> _Extracted text_:
--*--

The invention is particularly characterized in that a paste that contains glass particles, silver particles and organic substances is used as the material passing through the passage openings.

In this case it is particularly provided that a paste is used in which up to 80% to 100% of the silver particles are composed of flakes which have a D90 size distribution determined by laser diffraction in the range of 1 μm to 20 μm, preferably in the range of 2 μm to 15 μm, and particularly in the range between 5 μm and 12 μm.

Most preferably, the invention proposes that a paste is used in which the glass particles have a D90 size distribution determined by laser diffraction in the range of 0.5 pm to 20 μm, preferably in the range between 1 μm and 10 μm, particularly in the range between 3 μm and 8 μm.

It is proposed in an enhancement that a glass is used for the glass particles, which is lead-free and has a glass softening point in the range between 350° C. and 550° C., in particular in the range between 400° C. and 500° C.

In addition, the invention provides that a paste having a solids fraction in the range between 80 wt. % and 95 wt. %, preferably in the range between 84 wt. % and 90 wt. %, is used.

It is also highlighted that a paste is used, the glass fraction of which lies in the range between 1 wt. % and 15 wt. %, preferably in the range region between 4 wt. % and 12 wt. %, in particular in the range between 8 wt. % and 10 wt. %. With respect to silver particles that have the form of flakes, it should be noted that scale-like or plate-like geometries are to be understood by this.

--*--

Position identification records:
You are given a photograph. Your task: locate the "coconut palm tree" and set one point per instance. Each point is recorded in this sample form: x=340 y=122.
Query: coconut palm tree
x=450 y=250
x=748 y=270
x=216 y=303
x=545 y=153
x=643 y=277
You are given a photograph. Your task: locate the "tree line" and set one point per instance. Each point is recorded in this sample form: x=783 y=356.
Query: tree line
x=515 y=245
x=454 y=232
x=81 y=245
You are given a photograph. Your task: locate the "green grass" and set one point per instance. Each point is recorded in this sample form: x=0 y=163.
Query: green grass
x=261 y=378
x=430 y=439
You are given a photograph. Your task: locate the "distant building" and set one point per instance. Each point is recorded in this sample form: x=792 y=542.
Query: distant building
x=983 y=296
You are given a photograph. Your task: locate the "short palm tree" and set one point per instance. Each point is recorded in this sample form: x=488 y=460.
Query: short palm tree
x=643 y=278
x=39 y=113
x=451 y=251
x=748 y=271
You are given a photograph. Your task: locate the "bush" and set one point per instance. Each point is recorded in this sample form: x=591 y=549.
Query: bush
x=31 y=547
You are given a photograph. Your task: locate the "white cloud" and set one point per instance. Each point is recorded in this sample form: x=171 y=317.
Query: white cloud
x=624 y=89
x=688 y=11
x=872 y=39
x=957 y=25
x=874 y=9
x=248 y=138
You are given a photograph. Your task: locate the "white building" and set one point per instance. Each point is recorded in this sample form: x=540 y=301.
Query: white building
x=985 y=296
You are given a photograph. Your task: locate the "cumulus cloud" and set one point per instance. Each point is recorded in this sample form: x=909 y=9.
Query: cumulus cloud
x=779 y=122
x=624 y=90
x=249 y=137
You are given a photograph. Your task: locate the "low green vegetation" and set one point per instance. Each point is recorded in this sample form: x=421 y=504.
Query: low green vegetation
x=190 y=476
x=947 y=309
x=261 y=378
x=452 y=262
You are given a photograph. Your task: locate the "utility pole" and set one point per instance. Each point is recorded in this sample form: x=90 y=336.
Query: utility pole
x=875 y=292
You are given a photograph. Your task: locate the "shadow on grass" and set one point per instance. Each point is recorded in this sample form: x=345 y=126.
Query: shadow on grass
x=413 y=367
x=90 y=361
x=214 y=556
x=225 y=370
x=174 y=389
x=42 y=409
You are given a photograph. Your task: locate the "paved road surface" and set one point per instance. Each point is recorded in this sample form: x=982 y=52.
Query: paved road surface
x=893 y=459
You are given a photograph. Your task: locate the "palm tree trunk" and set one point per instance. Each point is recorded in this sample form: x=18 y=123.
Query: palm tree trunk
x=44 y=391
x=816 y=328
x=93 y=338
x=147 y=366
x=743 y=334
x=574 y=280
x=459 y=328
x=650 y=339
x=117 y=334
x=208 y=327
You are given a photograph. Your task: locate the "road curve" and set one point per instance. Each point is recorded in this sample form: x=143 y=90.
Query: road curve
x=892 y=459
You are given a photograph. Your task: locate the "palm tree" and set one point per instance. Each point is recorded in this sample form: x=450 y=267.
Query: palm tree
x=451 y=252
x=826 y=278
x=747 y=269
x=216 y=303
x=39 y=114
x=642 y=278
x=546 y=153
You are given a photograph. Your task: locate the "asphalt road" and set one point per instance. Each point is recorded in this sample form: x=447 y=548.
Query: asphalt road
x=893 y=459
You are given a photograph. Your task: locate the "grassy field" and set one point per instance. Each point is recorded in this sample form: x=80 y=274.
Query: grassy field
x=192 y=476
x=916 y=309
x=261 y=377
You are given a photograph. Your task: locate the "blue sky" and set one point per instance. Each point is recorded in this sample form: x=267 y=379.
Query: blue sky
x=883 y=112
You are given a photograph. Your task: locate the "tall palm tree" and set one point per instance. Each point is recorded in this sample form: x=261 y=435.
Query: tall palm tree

--*--

> _Instructions_:
**A)** In the patent excerpt, what softening point range is given for the lead-free glass used for the glass particles?
**B)** Summarize the patent excerpt in two sentences.

> _Answers in order_:
**A)** Between 350° C. and 550° C., in particular between 400° C. and 500° C.

**B)** The invention uses a paste containing glass particles, silver particles and organic substances as the material passing through the passage openings. Preferred ranges are given for the size distribution of the silver flakes and glass particles, the softening point of the lead-free glass, the solids fraction and the glass fraction, and the flakes are defined as scale-like or plate-like geometries.